• _Artículo_:
---*---

Si ésto funciona (y lo hace) es precisamente porque el 90% de los linuxes que existen, sitúan un enlace recursivo dentro de la partición boot, apuntando a sí misma. Eso hace que ambas rutas resuelvan de forma correcta. 

2.- El segundo caso, y aún más típico, es el uso del symlink vmlinuz para apuntar al último kernel construído e instalado. Make install crea dicho symlink (que es plenamente usable desde grub.conf, y de hecho, mucha gente utiliza para no tener que editar grub.conf cada vez que se instala un kernel, yo mismo lo hago en un servidor doméstico que tengo).

----------

## the incredible hurd

 *i92guboj wrote:*   

> 
> 
> No se si no he entendido algo bien, pero grub siempre ha funcionado bien con enlaces simbólicos.

---*---

• _Datos registrados_:
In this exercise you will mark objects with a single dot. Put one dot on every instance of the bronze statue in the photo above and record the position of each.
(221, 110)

---*---

• _Qué entregar_: Reproduce sin ningún cambio el tramo del artículo sobre GRUB y los enlaces simbólicos que va desde "2.- El segundo" hasta "con enlaces simbólicos.". Los datos no son necesarios para este ejercicio.

• _Ejercicio resuelto_:
2.- El segundo caso, y aún más típico, es el uso del symlink vmlinuz para apuntar al último kernel construído e instalado. Make install crea dicho symlink (que es plenamente usable desde grub.conf, y de hecho, mucha gente utiliza para no tener que editar grub.conf cada vez que se instala un kernel, yo mismo lo hago en un servidor doméstico que tengo).

----------

## the incredible hurd

 *i92guboj wrote:*   

> 
> 
> No se si no he entendido algo bien, pero grub siempre ha funcionado bien con enlaces simbólicos.